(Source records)
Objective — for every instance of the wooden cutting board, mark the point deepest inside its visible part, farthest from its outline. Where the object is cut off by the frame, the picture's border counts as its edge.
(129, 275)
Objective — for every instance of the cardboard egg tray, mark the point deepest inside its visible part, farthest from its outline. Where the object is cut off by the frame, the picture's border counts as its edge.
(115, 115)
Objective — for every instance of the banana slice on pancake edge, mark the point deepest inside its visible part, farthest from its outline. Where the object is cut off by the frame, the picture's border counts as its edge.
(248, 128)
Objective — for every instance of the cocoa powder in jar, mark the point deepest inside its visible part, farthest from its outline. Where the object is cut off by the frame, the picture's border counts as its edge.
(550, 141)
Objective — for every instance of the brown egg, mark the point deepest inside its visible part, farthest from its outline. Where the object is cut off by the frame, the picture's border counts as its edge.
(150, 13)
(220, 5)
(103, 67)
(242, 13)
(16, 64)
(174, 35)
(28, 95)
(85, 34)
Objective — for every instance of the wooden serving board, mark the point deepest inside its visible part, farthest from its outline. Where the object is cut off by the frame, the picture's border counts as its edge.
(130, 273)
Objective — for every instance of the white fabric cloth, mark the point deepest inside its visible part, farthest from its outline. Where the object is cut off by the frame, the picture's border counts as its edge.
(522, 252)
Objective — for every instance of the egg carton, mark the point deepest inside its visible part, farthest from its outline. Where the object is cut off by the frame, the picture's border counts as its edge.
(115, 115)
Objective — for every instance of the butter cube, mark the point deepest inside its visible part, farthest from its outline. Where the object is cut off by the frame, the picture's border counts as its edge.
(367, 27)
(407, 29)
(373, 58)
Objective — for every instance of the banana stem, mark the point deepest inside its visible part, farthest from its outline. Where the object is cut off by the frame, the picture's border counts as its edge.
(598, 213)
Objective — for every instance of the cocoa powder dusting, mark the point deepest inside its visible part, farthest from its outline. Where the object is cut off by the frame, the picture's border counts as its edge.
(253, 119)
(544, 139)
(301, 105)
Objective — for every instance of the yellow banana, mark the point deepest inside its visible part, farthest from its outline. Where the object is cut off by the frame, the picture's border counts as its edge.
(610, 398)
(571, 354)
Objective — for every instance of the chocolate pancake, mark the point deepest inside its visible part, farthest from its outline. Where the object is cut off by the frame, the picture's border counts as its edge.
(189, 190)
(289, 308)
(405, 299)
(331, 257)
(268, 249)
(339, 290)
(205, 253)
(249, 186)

◆ **Directive**
Starting at the line that contains "Objective — for every instance of the yellow", retype each line through the end of the listing above and nothing else.

◆ **Output for this exercise**
Objective — for every instance of the yellow banana, mark the point deepest inside its visible part, farthest from its outline. Where the object is cut off by the frame, the picture's border counts as its edge.
(610, 398)
(571, 354)
Objective — for every instance of the chocolate pancake, mark the point deepest inside its visible part, farthest from its outline. Where the object is cut off by the frame, the picture's border counts as its edge.
(189, 190)
(289, 308)
(405, 299)
(331, 257)
(268, 249)
(339, 290)
(205, 253)
(249, 186)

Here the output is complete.